>> BEGIN
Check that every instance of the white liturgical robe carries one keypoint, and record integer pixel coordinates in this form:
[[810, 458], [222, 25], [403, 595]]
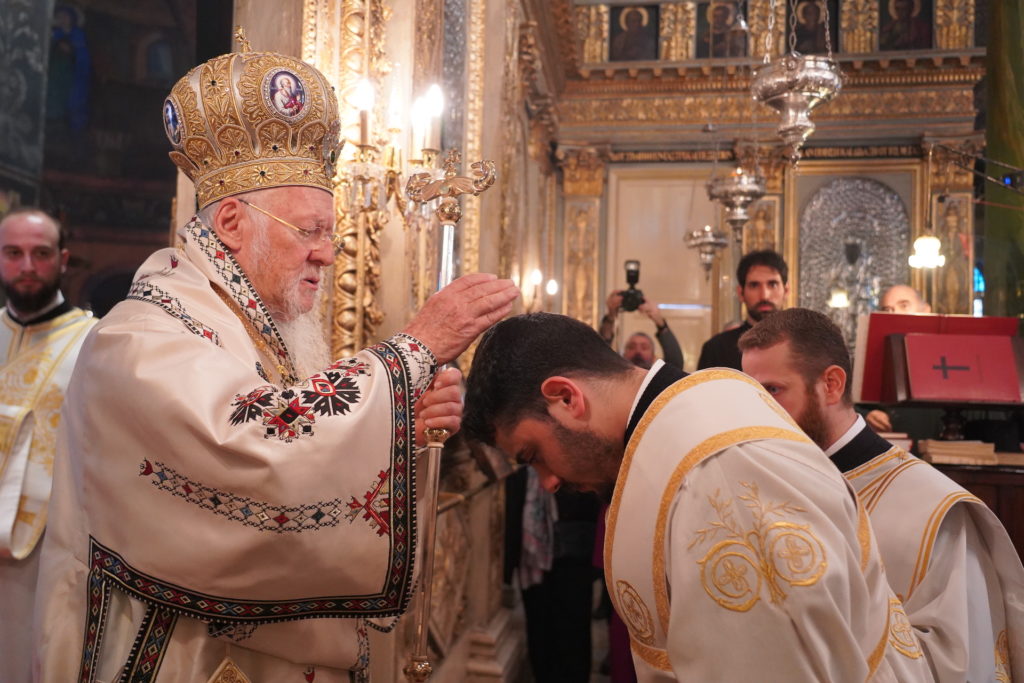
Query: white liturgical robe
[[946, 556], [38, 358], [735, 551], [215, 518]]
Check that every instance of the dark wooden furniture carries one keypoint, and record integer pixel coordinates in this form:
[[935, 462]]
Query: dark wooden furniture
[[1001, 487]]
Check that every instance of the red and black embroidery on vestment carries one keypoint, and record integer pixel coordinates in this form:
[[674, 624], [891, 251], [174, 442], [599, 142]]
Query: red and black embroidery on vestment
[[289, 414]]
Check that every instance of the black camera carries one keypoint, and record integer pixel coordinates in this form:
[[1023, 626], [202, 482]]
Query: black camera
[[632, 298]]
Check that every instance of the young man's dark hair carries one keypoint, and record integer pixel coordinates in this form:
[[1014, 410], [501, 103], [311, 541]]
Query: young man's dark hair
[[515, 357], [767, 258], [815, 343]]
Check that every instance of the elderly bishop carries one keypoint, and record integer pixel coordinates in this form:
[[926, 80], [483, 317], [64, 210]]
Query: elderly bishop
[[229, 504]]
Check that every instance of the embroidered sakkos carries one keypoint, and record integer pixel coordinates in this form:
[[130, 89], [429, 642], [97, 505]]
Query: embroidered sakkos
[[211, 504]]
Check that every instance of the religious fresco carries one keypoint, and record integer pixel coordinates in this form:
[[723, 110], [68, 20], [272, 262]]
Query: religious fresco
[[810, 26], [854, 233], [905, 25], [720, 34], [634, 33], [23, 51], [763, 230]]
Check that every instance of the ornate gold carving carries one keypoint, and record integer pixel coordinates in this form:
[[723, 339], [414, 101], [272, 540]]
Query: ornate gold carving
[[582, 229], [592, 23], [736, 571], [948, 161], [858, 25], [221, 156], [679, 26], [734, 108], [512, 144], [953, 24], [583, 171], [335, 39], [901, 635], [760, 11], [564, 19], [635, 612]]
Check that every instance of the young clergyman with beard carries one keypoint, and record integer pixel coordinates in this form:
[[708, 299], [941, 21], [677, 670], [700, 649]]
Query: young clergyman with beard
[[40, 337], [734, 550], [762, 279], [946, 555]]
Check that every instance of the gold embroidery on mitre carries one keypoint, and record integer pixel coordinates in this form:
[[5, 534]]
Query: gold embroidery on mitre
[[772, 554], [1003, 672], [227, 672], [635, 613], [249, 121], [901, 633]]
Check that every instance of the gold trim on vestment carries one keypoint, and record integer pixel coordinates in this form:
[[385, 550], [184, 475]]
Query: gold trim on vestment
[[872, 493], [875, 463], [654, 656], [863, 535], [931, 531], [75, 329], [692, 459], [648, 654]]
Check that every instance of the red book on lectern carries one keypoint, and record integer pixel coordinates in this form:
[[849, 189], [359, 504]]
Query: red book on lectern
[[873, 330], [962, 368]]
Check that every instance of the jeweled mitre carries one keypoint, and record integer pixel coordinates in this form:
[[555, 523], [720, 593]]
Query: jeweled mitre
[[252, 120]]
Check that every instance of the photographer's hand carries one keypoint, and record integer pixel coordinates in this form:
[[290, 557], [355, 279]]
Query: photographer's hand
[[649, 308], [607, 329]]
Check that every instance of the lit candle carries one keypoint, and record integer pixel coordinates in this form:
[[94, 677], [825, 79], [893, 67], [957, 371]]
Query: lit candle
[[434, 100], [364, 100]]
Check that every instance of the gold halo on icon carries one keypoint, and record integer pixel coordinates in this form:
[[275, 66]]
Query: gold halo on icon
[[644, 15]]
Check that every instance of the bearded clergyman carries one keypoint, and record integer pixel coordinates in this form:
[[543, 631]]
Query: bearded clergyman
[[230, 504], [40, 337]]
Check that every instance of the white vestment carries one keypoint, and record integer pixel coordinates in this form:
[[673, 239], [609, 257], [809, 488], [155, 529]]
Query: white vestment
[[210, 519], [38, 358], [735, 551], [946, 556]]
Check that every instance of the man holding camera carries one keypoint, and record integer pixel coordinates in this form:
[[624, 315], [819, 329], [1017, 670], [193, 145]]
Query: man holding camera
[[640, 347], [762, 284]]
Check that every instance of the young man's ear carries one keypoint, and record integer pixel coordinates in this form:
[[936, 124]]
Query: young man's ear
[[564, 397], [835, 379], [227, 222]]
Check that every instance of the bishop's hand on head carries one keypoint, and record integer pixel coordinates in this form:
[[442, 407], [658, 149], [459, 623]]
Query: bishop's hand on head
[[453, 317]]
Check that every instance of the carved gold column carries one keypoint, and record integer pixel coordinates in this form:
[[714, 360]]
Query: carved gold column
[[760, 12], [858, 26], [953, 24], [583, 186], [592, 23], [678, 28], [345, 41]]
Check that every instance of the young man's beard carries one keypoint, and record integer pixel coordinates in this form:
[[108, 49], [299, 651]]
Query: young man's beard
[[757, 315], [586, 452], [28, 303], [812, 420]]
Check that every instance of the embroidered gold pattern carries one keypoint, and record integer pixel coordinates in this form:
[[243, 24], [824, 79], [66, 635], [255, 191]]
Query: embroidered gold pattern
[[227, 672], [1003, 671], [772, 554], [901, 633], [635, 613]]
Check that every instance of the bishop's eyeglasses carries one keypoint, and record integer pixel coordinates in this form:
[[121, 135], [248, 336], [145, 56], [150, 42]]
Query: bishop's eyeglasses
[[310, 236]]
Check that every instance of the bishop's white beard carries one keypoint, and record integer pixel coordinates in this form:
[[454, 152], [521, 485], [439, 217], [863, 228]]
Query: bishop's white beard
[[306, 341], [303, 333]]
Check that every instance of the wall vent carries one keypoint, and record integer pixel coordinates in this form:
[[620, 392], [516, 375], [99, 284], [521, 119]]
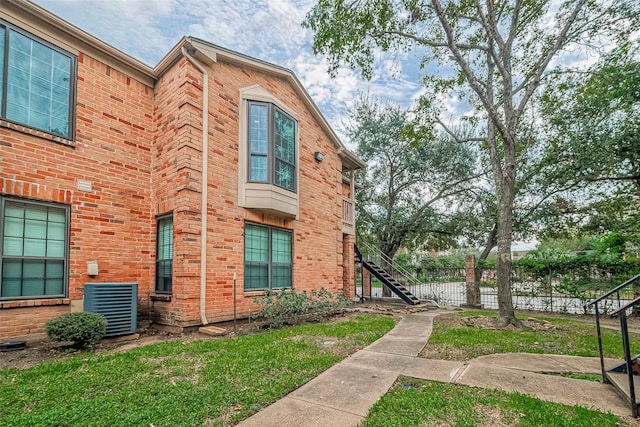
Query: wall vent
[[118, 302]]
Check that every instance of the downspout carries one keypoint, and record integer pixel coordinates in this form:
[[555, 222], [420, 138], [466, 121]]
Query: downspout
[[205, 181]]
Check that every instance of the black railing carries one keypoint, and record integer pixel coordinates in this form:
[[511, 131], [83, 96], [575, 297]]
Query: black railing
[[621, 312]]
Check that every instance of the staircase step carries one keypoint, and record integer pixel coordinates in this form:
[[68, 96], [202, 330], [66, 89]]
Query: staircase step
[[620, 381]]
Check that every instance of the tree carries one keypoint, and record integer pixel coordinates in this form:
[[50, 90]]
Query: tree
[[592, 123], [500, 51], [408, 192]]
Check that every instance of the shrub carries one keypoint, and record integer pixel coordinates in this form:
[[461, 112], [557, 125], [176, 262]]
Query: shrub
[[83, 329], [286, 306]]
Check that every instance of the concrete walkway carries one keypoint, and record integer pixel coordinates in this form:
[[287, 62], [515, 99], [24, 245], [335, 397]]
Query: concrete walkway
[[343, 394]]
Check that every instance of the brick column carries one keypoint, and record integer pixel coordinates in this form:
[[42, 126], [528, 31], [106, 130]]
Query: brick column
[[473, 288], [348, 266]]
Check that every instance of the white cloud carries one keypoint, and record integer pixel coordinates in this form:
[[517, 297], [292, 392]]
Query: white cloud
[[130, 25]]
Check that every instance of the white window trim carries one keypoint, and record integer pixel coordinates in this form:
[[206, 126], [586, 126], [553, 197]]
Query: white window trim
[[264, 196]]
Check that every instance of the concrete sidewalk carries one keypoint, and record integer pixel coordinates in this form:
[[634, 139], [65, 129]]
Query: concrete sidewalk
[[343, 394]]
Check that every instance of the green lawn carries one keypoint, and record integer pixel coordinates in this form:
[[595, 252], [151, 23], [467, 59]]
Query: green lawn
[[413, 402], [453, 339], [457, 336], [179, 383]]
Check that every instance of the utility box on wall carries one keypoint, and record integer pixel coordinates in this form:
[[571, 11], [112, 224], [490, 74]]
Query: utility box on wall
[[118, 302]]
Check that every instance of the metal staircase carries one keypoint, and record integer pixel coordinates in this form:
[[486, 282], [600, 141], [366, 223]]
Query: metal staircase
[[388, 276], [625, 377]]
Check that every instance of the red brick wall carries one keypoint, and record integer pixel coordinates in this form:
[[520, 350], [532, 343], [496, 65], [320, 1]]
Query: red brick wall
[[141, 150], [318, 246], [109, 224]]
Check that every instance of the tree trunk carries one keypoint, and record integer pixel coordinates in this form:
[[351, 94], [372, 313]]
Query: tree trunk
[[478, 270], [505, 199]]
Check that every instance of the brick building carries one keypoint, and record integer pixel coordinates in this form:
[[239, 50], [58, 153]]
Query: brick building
>> END
THE REQUEST
Give the data as a numbered list with blank lines left out, beginning at the line that contains "Check that every instance of the concrete sidewalk" and stopping after the line that contains "[[478, 270], [505, 199]]".

CORRECT RESULT
1. Check that every instance of the concrete sidewalk carries one keypoint, and record integer pixel coordinates in this form:
2. [[634, 139], [65, 129]]
3. Query: concrete sidewalk
4. [[343, 394]]
5. Check that every instance of the green lawn carries one keypoint, and record integer pixel coordinates in this form:
6. [[595, 252], [151, 23], [467, 59]]
7. Query: green lawn
8. [[413, 402], [453, 339], [457, 336], [179, 383]]
9. Check that every instance of the utility box on wall carries one keypoint, and record integer pixel coordinates in this form:
10. [[571, 11], [112, 224], [490, 74]]
11. Query: utility box on wall
12. [[118, 302]]
13. Check that every instance of the metal staircase carries one keypoint, and record integer pixel coordinates in this form:
14. [[486, 282], [600, 141], [366, 223]]
15. Query: metal staircase
16. [[388, 276], [625, 377]]
17. Check that every instance of the red brick wall carries one keypoint, and record integer pixel coordinates in this form:
18. [[520, 350], [532, 343], [496, 65], [320, 1]]
19. Query: red brick wall
20. [[141, 150], [318, 246], [109, 224]]
21. Check that every instance of the tree trunk carries one keypoint, and record integer pixel coordinates in this form:
22. [[351, 94], [372, 313]]
23. Query: tree trunk
24. [[478, 270], [505, 199]]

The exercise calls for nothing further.